### Exercise aim:
After finding the line with "361 448 L 552" in the data below, set down exactly each line through the one with "Assume fill-rule evenodd for every path.", inclusive, and stop there.

++++ Material to process

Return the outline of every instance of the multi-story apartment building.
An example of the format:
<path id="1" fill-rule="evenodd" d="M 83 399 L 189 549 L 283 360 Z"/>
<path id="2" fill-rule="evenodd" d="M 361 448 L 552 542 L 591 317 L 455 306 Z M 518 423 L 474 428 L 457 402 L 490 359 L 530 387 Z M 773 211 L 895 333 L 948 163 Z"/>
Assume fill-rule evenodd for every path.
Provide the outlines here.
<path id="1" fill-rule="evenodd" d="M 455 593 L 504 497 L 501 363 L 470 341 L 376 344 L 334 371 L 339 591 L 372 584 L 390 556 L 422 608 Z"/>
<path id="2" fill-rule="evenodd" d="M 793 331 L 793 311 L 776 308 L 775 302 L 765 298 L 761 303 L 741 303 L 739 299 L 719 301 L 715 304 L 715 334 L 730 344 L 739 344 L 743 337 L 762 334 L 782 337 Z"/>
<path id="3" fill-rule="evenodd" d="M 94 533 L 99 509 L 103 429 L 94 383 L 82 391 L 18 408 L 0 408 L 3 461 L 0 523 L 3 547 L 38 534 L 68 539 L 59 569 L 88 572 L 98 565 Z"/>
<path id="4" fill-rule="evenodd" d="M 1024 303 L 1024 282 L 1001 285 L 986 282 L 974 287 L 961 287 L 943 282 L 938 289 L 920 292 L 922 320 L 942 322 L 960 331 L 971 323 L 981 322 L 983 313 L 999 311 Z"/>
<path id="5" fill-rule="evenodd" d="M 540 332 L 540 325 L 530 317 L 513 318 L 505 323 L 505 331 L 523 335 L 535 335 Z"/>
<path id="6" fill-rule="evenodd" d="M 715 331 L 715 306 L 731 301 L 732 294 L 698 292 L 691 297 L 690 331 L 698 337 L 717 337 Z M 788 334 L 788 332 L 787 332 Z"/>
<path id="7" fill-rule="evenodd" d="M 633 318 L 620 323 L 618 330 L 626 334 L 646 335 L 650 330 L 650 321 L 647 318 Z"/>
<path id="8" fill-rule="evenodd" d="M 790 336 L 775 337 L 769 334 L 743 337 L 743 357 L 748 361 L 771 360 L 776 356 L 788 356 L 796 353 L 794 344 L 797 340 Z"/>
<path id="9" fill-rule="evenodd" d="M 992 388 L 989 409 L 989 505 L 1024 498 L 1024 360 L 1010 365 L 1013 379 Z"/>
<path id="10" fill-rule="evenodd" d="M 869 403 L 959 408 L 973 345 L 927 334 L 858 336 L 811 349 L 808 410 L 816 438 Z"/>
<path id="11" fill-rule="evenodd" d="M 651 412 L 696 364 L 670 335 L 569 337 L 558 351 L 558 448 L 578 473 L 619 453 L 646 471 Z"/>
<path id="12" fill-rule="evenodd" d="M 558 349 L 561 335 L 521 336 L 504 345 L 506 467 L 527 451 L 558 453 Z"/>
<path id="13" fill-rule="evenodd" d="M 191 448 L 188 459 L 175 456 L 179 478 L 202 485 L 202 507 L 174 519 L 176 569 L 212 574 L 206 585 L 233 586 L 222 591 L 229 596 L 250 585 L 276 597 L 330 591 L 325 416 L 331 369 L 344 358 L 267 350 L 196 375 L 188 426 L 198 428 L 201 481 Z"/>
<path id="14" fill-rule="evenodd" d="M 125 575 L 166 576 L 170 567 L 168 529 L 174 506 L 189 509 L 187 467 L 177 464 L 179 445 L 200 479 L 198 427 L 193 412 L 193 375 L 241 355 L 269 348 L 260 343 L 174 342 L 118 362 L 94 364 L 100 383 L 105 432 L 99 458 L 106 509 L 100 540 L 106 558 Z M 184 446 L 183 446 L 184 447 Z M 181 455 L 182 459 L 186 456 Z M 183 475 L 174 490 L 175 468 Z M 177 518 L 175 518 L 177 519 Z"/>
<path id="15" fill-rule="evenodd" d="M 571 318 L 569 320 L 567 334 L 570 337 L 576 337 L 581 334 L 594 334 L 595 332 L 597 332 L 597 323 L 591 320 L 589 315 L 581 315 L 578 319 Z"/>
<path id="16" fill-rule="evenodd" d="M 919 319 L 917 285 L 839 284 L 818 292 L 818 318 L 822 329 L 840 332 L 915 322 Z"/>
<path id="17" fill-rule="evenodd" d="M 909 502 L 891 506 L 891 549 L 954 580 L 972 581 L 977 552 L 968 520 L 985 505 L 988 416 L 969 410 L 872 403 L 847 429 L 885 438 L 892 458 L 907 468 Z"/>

++++++++

### The completed task:
<path id="2" fill-rule="evenodd" d="M 361 448 L 552 542 L 591 317 L 455 306 Z M 518 423 L 474 428 L 457 402 L 490 359 L 530 387 Z M 773 211 L 895 333 L 948 163 Z"/>
Assume fill-rule evenodd for every path.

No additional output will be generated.